Ecrit, réalisé et produit par Magali Barbé, Strange Beasts a été sélectionné par Vimeo en tant que « court-métrage de la semaine » il y a trois semaines : une récompense qui a valu à sa créatrice l’attention des médias comme le Huffington Post et, forcément, Cult’n’Click.

Imaginez un Pokemon Go de nouvelle génération dont les créatures, virtuelles, seraient les compagnons de votre quotidien. Le monde ainsi augmenté, la frontière séparant la réalité et le virtuel serait poreuse. Le film de Magali nous raconte le rapport que Victor, créateur du jeu, entretient avec ses créatures. Il interroge le spectateur sur l’univers dont il choisira de s’entourer dans quelques décennies lorsque la technologie lui donnera le loisir de définir lui-même sa propre réalité.

Entre Londres et Los Angeles, Magali a eu la gentillesse de répondre à nos questions sur son film, ses passions et ses projets à venir :

 

Strange Beasts évoque la frontière de plus en plus ténue entre réalité et univers virtuels. Pourquoi ce thème te tient-il à cœur ?

Je suis animatrice en « VFX / previs artist » à Londres depuis huit ans. VFX signifie visual effects ou effets spéciaux en français. La prévisualisation ou previs consiste à créer des plans ou séquences en 3D afin de vérifier qu’ils fonctionnent, avant de tourner le film. Du coup, je suis constamment entre le virtuel et le réel. C’est quelque chose dans lequel je baigne : les effets spéciaux, la prévisualisation mais aussi l’arrivée des départements VR (réalité virtuelle) et AR (réalité augmentée) dans les boites de post-production. Il me semble que l’on est d’abord inspiré par ce que l’on a autour de soir. Donc, pour moi, c’est tout cela… entre autres !

Dans vingt ans, comment envisages-tu la place de la réalité virtuelle dans notre vie quotidienne ?

Dans vingt ans, c’est difficile à dire ! J’ai bien quelques idées mais je ne peux pas en dire trop car certaines sont pour des scénarios sur lesquels je travaille. Mais pour essayer de répondre à ta question, je pense au virtuel comme à une extension de ce que nous connaissons aujourd’hui. Il a pris une telle importance face au matériel. Aujourd’hui, nos photos sont numériques, les films se regardent sur Netflix et Amazon. Eux-aussi n’ont plus d’existence matérielle. Finies les boîtes DVD. On communique via Skype et on sort moins de chez soi… Au-delà de la réalité virtuelle, je pense surtout à la dématérialisation des choses qui nous entourent.

ENREGISTREMENTS PRÉSENTÉS ->
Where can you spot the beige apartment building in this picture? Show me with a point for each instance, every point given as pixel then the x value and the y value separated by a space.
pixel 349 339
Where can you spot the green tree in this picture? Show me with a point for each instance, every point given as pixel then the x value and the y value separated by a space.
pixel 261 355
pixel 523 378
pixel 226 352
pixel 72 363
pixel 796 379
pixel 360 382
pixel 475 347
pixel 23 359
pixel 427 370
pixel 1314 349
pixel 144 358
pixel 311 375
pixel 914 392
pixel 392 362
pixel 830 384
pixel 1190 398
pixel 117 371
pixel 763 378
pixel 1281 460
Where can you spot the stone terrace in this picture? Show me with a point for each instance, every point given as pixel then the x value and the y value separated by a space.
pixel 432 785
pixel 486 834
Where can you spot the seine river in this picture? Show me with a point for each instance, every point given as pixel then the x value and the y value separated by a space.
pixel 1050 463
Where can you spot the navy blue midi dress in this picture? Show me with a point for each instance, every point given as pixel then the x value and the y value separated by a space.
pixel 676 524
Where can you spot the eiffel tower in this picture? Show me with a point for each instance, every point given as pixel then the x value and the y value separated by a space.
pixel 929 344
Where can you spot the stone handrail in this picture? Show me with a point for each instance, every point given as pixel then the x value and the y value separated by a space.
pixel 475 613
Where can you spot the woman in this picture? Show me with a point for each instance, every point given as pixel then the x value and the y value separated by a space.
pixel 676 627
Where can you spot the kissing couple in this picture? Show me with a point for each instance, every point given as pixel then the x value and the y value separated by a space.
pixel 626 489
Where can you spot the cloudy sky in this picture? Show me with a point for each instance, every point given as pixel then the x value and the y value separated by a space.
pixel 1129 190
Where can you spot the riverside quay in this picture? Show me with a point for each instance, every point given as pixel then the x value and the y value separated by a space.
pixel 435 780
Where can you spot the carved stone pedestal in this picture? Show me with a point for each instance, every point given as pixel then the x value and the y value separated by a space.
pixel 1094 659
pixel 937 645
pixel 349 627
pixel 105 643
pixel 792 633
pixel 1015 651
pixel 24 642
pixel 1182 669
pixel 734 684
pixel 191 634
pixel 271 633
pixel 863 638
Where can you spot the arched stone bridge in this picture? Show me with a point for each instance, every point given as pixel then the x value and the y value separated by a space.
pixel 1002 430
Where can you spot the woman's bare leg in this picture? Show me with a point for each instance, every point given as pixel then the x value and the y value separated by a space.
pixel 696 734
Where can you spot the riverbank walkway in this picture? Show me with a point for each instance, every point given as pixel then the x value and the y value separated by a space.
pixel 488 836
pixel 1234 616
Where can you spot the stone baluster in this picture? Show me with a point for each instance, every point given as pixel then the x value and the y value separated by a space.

BUT DE L'EXERCICE -> Poursuivez, s'il vous plaît, l'entretien sur le court-métrage Strange Beasts à partir de sa dernière phrase. Les enregistrements n'ont aucun lien avec l'entretien sur le court-métrage Strange Beasts.

LA RÉPONSE ->
Walter avant l'application de textures

Pour réaliser Strange Beasts, quelles ont été tes sources d’inspiration, tant pour la narration que pour imaginer la créature Walter ?

Strange Beasts était dans un premier temps un canular. Je n’avais pas initialement prévu de faire un court métrage. Je voulais imaginer un jeu vidéo un peu futuriste, créer une fausse pub pour ce jeu et la partager sur Youtube pour observer la réaction des gens. J’espérais que beaucoup aimeraient le jeu et auraient envie de l’acheter. Puis en traînant sur Youtube, j’ai réalisé que des canulars de ce style existaient déjà, très bien réalisés et sur des thèmes plus ou moins similaires. J’ai donc réfléchi à une narration en commençant par cette question : qu’ai-je à dire sur la réalité virtuelle et sur cette notion de dématérialisation du monde ? L’idée de l'autre personnage important du film, Anna, m’est donc venue assez naturellement. Elle découlait d’une réflexion à long terme sur le sujet.

Dès le début, je souhaitais que Walter soit un petit dragon mignon. Je me suis évidemment inspirée de Dreamworks (How to train your dragon 1 et 2) mais également pas mal de Pokemon. Ce sont mes potes Jonathan Djob Nkondo, puis Dean Frater, qui s’en sont occupés. Je leur ai donné des feedbacks, un peu de direction artistique en somme. Mais les designs sont vraiment d’eux.


Magali sur le tournage de Strange Beasts

Tu crées des personnages virtuels en 3D, humains, animaux ou fantasmagoriques. De l’idée au résultat final, quelle est ta démarche ?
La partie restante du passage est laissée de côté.